= EXERCISE INSTRUCTIONS =
Each line of the data that includes the string "yellow" is to be copied out.

= EXERCISE MATERIAL =
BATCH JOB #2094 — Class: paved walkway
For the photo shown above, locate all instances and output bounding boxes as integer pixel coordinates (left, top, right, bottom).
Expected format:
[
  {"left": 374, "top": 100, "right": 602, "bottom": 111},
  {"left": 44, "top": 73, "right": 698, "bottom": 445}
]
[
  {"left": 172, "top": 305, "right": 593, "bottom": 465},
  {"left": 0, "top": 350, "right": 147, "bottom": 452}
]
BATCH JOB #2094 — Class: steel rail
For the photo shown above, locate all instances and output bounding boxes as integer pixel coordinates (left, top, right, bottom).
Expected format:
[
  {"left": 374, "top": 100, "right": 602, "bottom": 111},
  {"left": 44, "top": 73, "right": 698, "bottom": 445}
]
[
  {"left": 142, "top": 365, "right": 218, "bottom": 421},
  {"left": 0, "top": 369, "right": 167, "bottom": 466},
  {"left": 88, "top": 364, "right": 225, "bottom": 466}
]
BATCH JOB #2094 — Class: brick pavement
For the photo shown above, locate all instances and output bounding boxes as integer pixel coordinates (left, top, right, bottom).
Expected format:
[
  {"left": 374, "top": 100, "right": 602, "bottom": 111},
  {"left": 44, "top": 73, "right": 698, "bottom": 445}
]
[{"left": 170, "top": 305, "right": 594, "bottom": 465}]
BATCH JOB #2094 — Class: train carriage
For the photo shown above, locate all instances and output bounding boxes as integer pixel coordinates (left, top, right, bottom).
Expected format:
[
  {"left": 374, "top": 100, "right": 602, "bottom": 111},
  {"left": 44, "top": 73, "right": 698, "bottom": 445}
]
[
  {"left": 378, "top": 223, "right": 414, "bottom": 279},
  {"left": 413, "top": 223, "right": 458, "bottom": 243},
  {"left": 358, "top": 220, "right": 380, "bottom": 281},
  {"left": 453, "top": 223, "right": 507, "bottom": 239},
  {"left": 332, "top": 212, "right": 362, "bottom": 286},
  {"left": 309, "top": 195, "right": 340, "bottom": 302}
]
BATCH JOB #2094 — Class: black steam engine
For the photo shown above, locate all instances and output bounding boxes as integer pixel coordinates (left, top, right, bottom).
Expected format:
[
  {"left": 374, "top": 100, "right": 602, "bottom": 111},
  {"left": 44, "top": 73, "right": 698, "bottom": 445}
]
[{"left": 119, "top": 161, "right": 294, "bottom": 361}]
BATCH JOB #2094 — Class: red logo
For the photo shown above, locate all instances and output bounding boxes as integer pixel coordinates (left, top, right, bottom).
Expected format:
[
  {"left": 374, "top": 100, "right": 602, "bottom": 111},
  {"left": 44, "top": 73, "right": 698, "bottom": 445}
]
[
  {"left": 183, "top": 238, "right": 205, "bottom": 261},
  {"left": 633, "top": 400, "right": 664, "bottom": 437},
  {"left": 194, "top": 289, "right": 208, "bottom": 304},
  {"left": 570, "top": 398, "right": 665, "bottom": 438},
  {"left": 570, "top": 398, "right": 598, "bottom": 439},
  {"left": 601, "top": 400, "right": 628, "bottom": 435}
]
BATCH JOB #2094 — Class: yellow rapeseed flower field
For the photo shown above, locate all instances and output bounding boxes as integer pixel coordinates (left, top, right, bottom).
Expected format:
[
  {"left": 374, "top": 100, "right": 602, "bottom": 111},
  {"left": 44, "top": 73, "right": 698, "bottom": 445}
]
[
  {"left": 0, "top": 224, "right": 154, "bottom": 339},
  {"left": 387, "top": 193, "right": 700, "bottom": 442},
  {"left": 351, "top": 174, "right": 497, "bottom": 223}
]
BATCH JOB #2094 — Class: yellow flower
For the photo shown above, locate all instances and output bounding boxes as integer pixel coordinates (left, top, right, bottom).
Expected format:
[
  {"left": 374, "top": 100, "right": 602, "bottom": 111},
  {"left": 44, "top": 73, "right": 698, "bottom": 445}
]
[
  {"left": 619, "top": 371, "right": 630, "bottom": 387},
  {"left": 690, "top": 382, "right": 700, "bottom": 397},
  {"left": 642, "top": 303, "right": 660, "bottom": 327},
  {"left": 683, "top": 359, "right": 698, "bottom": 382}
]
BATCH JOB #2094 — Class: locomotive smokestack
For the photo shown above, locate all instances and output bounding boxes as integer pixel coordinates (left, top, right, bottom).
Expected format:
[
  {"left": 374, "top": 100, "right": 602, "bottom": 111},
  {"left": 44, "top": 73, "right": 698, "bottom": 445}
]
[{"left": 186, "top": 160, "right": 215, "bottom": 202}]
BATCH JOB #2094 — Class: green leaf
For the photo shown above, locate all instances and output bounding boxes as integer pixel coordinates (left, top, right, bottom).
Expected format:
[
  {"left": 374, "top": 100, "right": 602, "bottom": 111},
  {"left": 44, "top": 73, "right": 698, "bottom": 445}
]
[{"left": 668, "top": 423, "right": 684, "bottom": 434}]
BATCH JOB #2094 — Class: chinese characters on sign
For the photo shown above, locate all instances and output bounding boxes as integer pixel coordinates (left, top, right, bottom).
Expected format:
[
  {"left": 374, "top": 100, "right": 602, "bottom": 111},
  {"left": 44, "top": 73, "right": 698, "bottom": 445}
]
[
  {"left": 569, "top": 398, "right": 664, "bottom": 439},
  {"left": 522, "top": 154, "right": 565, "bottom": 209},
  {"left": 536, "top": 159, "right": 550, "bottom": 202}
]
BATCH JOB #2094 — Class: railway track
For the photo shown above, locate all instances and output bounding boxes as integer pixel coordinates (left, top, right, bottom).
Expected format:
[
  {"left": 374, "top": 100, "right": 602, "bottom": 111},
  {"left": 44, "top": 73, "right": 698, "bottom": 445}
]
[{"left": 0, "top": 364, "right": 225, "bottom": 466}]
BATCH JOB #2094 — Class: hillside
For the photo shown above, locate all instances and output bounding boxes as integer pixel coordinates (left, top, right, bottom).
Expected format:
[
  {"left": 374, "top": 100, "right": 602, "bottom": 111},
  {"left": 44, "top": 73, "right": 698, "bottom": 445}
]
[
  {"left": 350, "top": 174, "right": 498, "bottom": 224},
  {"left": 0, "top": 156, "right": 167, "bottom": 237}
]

= ANSWER SECTION =
BATCH JOB #2094 — Class: yellow rapeseed flower field
BATCH JOB #2094 — Class: yellow flower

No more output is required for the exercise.